Reproduce the part of the Jagachya Pathivar film entry that begins at the words "Jagachya Pathivar is" and stops after the words "Kamat also features.", word for word.

## TEXT SHOWN
• • • • • • •

- DVD cover
- Directed by: Raja Paranjape
- Screenplay by: G. D. Madgulkar
- Story by: Raja Paranjape
- Produced by: Raja Paranjape
- Starring: Raja Paranjape; Seema Deo; Dhumal; Raja Gosavi; Ramesh Deo; Sharad Talwalkar; Rekha Kamat;
- Cinematography: Bal Bapat
- Edited by: Bal Korade
- Music by: Sudhir Phadke
- Production company: Shripad Chitra
- Release date: 16 April 1960;
- Running time: 147 minutes
- Country: India
- Language: Marathi

= Jagachya Pathivar =

Jagachya Pathivar is a 1960 Indian Marathi-language musical drama film directed and produced by Raja Paranjape. Along with Paranjape the film stars Seema Deo, Dhumal, Raja Gosavi, Ramesh Deo, Sharad Talwalkar, Rekha Kamat also features.

• • • • • • •

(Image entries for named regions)
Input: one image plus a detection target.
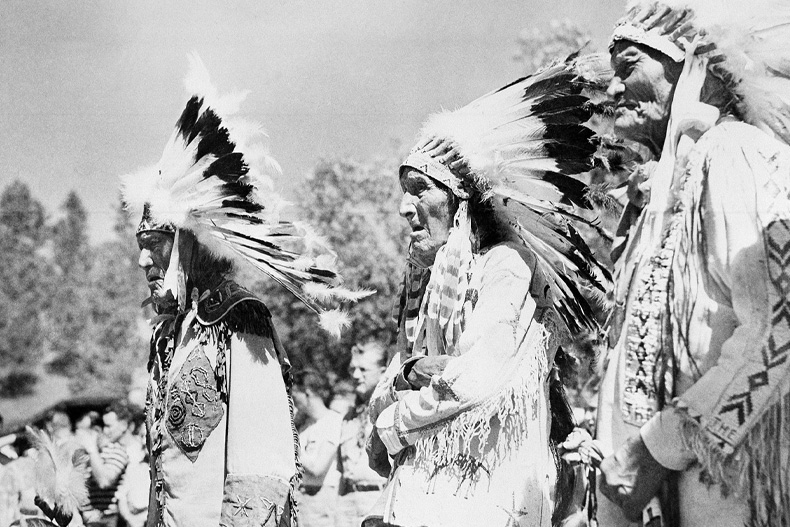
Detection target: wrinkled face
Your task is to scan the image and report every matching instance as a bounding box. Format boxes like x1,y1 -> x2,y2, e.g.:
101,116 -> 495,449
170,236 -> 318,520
102,412 -> 129,443
608,40 -> 683,154
137,231 -> 173,298
398,168 -> 457,267
348,343 -> 385,401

• • • • • • •

## EXPECTED ANSWER
Jagachya Pathivar is a 1960 Indian Marathi-language musical drama film directed and produced by Raja Paranjape. Along with Paranjape the film stars Seema Deo, Dhumal, Raja Gosavi, Ramesh Deo, Sharad Talwalkar, Rekha Kamat also features.